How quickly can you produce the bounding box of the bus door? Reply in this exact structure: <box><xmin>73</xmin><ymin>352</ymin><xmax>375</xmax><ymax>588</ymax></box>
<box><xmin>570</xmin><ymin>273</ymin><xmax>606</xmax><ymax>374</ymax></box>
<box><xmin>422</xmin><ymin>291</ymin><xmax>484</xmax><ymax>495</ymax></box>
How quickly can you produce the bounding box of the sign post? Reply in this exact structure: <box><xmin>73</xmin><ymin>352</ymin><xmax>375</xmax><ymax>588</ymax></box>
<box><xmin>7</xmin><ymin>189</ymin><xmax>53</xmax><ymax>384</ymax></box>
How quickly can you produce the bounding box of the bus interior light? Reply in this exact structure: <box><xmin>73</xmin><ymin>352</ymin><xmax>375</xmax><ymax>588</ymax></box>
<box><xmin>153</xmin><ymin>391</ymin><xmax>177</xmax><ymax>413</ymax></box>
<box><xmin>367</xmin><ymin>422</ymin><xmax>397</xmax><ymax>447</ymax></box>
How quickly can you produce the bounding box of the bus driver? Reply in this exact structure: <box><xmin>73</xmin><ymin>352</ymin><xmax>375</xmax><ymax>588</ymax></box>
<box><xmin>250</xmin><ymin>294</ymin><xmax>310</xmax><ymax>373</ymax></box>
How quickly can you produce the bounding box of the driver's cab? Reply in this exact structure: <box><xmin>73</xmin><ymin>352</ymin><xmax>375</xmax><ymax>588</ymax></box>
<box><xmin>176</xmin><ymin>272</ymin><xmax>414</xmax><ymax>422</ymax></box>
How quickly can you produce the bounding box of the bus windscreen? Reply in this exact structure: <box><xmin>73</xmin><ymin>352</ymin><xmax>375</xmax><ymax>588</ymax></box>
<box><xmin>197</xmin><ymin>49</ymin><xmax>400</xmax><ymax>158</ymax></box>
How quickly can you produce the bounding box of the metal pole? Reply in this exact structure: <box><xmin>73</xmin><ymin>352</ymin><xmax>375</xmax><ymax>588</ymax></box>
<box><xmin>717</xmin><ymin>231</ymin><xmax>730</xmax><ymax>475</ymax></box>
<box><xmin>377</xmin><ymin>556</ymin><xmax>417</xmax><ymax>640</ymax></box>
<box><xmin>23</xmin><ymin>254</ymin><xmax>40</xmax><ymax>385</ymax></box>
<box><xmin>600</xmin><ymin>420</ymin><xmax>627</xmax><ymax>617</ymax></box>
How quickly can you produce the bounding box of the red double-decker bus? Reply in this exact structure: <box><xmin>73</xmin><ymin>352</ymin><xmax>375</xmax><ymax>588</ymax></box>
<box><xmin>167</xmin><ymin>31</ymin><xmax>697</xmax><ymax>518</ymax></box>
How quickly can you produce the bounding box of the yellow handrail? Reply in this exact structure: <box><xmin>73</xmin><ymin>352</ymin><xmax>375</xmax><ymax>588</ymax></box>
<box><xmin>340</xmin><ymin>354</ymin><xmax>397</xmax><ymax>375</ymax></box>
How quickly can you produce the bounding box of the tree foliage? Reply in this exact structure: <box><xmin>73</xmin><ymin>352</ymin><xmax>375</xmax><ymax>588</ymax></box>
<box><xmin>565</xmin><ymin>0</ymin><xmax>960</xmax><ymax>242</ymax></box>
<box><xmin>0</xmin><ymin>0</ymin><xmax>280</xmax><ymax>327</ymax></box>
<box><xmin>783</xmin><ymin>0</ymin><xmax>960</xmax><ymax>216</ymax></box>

==

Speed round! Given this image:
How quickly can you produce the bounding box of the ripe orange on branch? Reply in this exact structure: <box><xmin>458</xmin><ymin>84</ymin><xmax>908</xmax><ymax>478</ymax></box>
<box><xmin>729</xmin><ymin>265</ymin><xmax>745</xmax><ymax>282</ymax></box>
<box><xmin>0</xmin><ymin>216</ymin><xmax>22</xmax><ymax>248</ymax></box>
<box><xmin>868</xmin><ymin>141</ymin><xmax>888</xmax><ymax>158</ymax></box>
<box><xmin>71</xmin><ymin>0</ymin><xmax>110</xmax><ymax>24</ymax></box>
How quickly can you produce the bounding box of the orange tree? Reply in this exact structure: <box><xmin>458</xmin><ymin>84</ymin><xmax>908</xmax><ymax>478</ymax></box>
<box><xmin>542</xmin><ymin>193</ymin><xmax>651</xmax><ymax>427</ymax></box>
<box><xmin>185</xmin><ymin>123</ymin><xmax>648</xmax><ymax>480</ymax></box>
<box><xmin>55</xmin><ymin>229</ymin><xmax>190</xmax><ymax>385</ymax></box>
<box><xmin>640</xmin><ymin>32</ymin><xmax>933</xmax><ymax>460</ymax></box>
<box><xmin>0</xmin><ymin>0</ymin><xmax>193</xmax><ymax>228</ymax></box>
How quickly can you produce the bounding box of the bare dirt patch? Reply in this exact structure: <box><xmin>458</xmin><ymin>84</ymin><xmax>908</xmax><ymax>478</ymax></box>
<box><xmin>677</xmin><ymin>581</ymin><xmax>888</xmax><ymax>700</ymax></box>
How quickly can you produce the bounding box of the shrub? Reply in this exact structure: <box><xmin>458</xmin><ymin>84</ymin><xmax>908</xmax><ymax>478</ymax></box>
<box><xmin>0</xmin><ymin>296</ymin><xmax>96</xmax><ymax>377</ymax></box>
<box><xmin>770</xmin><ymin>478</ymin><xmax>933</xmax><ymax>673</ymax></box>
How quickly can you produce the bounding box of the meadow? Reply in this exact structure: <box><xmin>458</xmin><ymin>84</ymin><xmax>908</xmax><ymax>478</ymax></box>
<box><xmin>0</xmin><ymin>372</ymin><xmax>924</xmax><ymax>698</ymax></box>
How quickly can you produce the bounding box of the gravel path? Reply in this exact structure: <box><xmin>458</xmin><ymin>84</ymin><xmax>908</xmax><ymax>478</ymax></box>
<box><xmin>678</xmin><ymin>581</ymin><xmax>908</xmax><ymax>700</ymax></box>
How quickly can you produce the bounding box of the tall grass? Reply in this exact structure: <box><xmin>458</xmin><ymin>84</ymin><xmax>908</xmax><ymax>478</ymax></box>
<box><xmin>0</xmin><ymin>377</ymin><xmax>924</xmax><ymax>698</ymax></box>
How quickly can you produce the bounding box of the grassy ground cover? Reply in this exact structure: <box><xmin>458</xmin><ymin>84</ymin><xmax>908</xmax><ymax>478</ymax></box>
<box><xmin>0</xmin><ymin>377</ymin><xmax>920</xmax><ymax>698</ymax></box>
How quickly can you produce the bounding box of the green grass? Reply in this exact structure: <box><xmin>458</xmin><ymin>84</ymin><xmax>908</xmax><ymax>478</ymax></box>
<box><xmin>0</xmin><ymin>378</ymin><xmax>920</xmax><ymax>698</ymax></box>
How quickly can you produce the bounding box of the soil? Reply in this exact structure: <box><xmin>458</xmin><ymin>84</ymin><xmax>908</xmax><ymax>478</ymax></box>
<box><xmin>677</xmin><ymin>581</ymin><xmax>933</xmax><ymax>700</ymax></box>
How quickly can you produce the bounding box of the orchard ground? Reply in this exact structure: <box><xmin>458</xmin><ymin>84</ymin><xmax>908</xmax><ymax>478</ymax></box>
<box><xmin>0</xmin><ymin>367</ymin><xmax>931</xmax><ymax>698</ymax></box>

## The exercise
Filter the records above down to the lines containing the string "tree", copying each such line in full.

## Solution
How quickly can you produce the bounding box of the tree foliage? Reply in this exact structure: <box><xmin>73</xmin><ymin>352</ymin><xmax>375</xmax><ymax>588</ymax></box>
How quickly can you produce the bounding box of the orange tree? Reply in this exact structure: <box><xmin>458</xmin><ymin>84</ymin><xmax>908</xmax><ymax>478</ymax></box>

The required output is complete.